Try it: Your result should be every line of the records below that contains the word "sheet".

--

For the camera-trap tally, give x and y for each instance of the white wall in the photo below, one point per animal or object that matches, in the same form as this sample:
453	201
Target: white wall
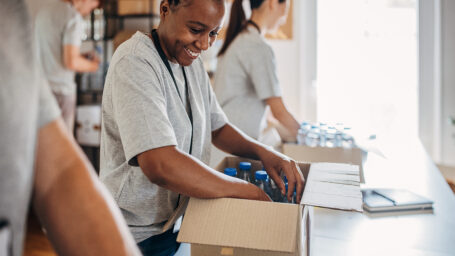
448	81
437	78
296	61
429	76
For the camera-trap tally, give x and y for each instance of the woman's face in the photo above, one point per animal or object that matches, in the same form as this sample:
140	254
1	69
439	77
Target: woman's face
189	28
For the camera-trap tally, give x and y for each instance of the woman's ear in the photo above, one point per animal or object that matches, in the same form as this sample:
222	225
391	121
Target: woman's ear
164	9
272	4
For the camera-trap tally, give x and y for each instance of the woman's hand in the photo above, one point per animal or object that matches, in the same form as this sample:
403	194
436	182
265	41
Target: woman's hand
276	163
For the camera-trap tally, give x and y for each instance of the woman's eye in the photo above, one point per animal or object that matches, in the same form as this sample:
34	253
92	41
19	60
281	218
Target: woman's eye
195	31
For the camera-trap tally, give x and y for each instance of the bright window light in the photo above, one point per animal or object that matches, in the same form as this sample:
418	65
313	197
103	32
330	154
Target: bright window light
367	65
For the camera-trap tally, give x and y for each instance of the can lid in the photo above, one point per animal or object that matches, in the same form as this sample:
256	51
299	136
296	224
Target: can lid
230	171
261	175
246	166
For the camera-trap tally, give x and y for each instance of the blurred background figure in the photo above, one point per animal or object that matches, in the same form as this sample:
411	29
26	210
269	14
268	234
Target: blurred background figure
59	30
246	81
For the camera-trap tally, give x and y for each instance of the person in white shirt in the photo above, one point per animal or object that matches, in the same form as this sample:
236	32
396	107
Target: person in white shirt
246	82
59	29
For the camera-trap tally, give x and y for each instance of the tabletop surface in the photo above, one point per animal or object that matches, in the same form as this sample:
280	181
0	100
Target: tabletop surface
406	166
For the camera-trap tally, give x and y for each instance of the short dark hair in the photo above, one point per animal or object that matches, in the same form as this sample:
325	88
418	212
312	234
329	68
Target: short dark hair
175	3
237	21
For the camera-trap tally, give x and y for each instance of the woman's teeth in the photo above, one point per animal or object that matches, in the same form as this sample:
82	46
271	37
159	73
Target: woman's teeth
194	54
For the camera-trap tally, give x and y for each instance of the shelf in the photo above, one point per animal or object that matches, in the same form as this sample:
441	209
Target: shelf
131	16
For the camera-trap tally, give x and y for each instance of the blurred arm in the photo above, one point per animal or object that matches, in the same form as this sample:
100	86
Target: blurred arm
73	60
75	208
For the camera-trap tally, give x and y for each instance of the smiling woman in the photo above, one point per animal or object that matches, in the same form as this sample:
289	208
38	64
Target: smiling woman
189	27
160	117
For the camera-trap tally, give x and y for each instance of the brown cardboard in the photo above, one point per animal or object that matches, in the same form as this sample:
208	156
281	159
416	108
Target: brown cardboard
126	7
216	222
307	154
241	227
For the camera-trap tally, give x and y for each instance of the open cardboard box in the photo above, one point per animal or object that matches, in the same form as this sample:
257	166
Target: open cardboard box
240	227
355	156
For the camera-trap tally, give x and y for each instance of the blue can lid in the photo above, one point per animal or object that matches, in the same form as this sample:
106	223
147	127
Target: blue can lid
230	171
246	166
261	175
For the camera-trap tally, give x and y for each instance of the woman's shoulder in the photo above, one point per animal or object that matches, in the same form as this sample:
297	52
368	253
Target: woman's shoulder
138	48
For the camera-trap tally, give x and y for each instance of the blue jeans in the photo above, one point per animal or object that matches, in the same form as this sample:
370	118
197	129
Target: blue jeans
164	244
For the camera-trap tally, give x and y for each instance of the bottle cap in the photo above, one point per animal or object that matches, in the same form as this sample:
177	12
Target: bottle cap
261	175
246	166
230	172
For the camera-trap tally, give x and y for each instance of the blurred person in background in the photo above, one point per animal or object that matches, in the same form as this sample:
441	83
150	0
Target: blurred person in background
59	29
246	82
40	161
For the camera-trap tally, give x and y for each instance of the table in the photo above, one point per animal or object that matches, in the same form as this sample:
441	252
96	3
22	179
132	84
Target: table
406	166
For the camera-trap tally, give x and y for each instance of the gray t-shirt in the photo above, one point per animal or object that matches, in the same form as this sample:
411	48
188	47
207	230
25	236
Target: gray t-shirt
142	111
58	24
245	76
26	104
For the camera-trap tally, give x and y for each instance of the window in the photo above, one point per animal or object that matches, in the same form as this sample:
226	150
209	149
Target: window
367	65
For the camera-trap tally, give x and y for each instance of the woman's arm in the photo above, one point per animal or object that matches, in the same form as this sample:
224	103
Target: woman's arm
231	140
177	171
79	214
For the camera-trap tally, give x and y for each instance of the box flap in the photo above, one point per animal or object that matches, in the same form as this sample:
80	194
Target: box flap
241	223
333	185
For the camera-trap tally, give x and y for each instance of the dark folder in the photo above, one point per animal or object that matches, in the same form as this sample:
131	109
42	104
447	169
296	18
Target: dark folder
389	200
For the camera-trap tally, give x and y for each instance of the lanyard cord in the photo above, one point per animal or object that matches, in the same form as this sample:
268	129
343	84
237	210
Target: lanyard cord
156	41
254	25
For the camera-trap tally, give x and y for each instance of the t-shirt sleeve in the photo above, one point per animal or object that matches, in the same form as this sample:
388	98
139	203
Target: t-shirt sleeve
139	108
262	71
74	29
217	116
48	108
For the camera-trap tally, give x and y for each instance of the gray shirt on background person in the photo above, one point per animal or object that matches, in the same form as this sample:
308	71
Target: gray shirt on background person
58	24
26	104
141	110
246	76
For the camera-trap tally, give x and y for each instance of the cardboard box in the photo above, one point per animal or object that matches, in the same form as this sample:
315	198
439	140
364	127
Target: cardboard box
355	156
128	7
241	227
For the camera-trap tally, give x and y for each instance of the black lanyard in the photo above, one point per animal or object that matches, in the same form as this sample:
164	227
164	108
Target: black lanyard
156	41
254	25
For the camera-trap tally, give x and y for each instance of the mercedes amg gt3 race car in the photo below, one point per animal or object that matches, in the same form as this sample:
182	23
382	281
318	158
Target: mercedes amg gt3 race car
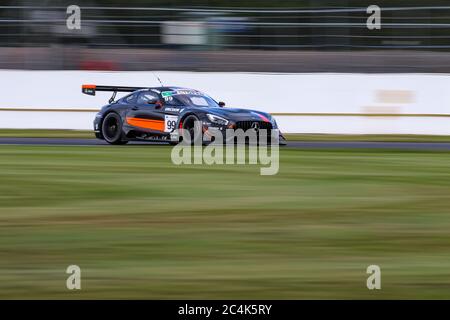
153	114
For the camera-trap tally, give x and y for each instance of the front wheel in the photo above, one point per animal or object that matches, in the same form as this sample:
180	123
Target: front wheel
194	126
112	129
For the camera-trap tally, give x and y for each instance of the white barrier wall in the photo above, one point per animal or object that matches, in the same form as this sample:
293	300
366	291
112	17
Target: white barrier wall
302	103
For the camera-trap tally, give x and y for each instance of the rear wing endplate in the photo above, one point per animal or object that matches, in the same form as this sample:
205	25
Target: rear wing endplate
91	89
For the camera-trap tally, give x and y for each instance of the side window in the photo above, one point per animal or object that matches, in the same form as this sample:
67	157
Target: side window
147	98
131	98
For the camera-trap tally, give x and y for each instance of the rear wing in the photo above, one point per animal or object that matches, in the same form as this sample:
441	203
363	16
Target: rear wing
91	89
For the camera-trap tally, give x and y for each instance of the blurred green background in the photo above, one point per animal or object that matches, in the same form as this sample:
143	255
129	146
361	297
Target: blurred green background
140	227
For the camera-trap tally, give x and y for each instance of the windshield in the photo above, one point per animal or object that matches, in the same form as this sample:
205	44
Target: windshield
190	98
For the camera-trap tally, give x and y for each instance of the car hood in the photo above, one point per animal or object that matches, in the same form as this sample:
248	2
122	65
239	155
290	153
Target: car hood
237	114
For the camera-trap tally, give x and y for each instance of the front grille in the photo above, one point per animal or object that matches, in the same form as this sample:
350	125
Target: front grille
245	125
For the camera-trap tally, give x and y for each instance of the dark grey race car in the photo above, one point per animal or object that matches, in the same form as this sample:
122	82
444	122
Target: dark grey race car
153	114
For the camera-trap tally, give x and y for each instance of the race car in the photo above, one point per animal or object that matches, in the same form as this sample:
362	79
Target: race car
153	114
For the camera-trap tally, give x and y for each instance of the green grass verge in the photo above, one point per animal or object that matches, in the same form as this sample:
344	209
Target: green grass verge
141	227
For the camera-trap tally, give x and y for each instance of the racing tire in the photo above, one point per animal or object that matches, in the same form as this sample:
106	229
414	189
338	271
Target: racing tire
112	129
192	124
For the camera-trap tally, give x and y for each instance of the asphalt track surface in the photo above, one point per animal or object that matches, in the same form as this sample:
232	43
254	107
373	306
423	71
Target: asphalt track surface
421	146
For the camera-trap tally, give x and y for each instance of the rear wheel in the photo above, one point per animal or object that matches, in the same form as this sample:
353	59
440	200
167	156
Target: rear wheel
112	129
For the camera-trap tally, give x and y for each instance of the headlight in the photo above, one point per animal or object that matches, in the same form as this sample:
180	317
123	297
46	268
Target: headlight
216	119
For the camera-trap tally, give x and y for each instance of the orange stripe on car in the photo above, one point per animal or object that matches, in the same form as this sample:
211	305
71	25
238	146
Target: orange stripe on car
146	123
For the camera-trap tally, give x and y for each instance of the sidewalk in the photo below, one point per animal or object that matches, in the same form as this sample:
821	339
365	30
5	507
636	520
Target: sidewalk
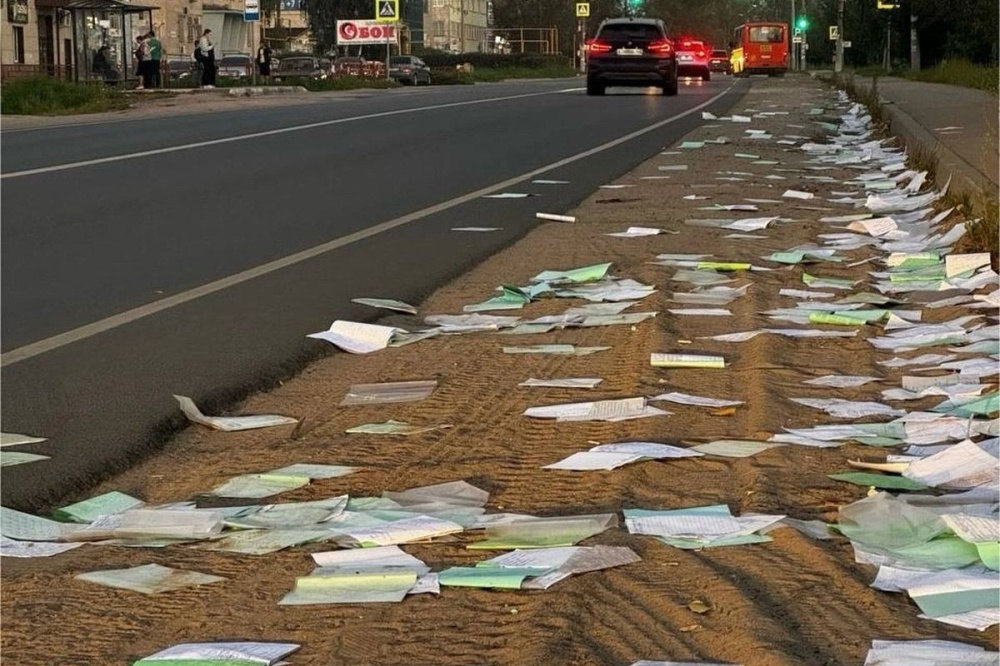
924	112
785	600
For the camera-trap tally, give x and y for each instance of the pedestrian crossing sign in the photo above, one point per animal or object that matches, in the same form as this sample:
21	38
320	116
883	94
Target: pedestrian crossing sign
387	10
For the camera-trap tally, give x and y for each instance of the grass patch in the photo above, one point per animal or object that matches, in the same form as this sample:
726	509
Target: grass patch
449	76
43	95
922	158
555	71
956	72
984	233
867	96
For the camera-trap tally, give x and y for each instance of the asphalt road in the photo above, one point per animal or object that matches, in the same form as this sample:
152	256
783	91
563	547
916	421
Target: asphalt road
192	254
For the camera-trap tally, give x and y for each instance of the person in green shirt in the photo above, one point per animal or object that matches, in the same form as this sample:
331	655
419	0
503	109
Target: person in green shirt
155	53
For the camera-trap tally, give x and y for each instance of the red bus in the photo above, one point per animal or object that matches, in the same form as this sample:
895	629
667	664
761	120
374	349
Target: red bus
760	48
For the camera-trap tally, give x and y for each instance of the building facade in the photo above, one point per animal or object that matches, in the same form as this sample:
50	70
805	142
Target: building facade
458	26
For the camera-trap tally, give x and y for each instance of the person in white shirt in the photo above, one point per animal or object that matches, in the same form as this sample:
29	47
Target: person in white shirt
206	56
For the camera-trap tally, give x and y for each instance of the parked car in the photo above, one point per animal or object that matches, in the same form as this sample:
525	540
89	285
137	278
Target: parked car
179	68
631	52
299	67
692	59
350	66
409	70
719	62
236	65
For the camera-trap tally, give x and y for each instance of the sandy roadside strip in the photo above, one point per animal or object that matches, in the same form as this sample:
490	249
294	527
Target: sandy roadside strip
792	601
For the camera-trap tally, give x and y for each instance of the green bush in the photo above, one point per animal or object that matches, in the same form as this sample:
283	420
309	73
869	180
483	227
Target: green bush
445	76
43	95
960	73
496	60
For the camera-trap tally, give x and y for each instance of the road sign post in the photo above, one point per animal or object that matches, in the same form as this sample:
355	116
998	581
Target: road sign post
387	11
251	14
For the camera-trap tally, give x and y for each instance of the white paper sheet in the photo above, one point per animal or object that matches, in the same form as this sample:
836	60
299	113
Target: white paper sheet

--

Solution to this exercise:
For the camera-trap tally, give x and y for each instance of the white paper sheet in the photo above, one point per animal or object that matches, in the same form as this sample:
Target: white paper sheet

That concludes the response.